PROBLEM TO WORK ON ▸
When you find the line with "of the patio" among the records below, reproduce it and each line after it exactly, ending with the line with "of the concrete".

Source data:
_ _ _ _

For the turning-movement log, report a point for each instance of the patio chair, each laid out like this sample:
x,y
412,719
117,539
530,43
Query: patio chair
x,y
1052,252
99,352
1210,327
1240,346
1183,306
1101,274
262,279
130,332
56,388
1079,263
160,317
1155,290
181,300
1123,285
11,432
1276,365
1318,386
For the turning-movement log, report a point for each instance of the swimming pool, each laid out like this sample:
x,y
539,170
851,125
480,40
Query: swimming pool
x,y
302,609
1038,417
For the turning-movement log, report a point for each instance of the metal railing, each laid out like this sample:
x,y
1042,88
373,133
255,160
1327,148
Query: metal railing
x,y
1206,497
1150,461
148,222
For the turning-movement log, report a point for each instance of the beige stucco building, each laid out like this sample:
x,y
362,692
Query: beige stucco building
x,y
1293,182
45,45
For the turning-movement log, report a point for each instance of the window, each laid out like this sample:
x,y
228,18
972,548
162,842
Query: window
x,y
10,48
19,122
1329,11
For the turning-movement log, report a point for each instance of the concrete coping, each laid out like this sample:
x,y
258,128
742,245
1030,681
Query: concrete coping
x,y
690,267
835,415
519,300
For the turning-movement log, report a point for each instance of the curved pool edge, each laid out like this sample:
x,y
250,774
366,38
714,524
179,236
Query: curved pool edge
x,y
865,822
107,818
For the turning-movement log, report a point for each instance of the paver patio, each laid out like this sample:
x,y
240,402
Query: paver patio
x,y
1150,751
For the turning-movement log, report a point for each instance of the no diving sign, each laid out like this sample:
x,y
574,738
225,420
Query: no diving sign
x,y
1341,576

_ _ _ _

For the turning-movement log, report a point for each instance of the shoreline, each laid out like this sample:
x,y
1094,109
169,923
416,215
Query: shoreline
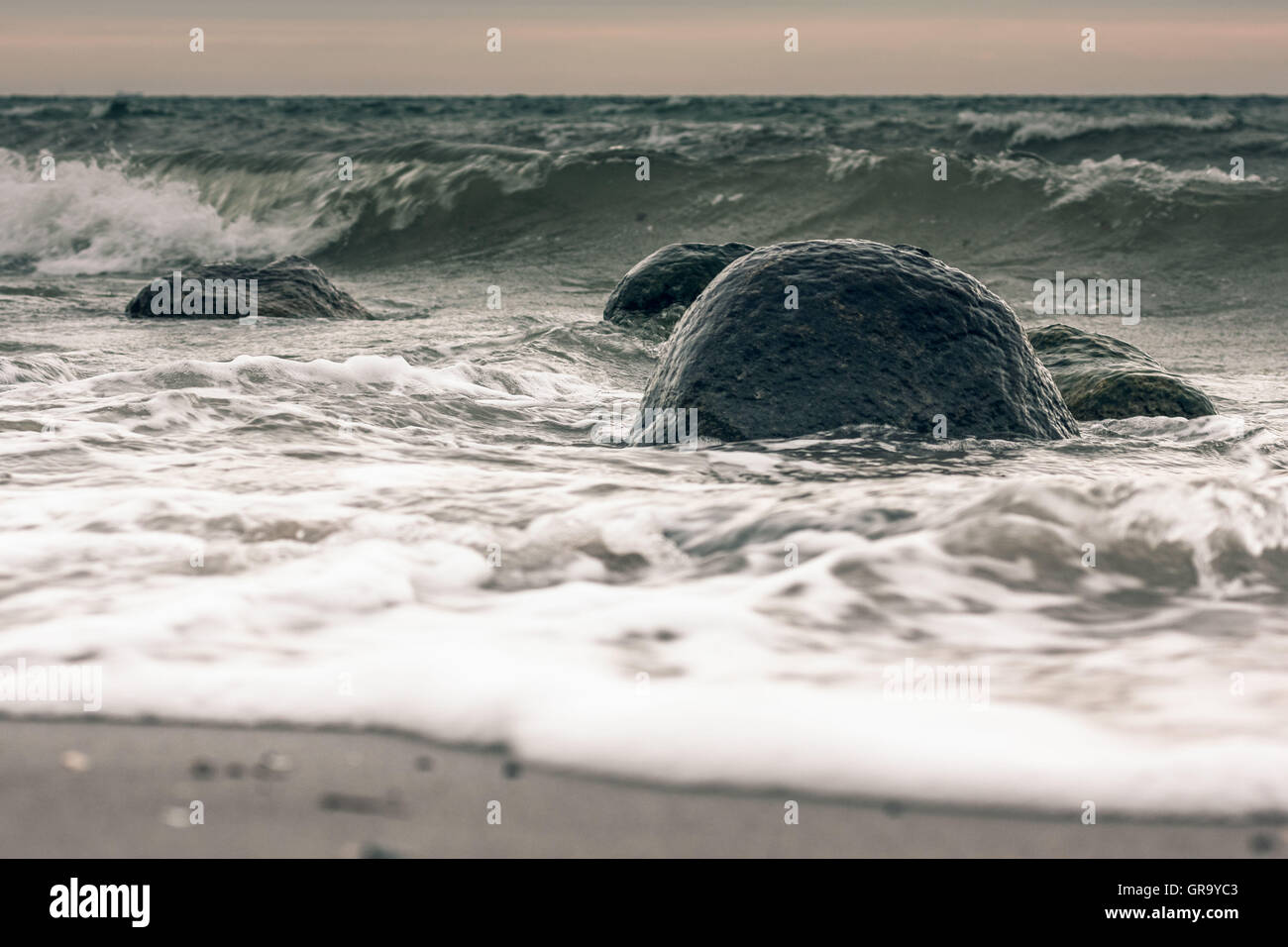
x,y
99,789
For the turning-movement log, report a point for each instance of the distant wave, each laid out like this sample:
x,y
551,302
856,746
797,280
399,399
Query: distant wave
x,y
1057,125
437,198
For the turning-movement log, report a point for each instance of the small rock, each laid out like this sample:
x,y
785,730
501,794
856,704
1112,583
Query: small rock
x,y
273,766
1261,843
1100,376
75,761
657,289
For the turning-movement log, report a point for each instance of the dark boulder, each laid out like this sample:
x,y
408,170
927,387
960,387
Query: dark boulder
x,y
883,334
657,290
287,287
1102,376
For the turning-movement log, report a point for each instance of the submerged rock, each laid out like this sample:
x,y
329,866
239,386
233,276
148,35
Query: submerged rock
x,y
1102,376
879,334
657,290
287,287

_ _ _ _

SOLVED EXERCISE ▸
For the turning-movement log, report a point for each instance of the patio chair, each laid out like this sample:
x,y
412,719
117,539
530,43
Query: patio chair
x,y
1052,252
99,352
1210,327
1240,346
1183,306
1101,274
262,279
130,332
56,388
1079,263
160,317
1155,290
181,300
1123,285
11,432
1276,365
1318,386
For the turning-movement log, report a point for each instance of the swimming pool, each laid out like this sample:
x,y
539,170
851,125
480,40
Query: swimming pool
x,y
302,609
1038,417
For the turning-movement log, report a point for each instance of the metal railing, each laid out like this sample:
x,y
1042,88
373,133
255,160
1327,148
Query: metal railing
x,y
1206,497
1150,461
148,222
For the turning-movement log, report a point for each instance of the beige stucco building, each laid out like this sample:
x,y
362,692
Query: beige stucco building
x,y
1293,182
45,45
For the turning-movement log, report a point for each instance of the window, each laid out like this sample:
x,y
228,18
972,548
162,842
Query: window
x,y
10,48
19,122
1329,11
For the turning-movement log, report a point for each instance of the concrete coping, each laid out like this sample:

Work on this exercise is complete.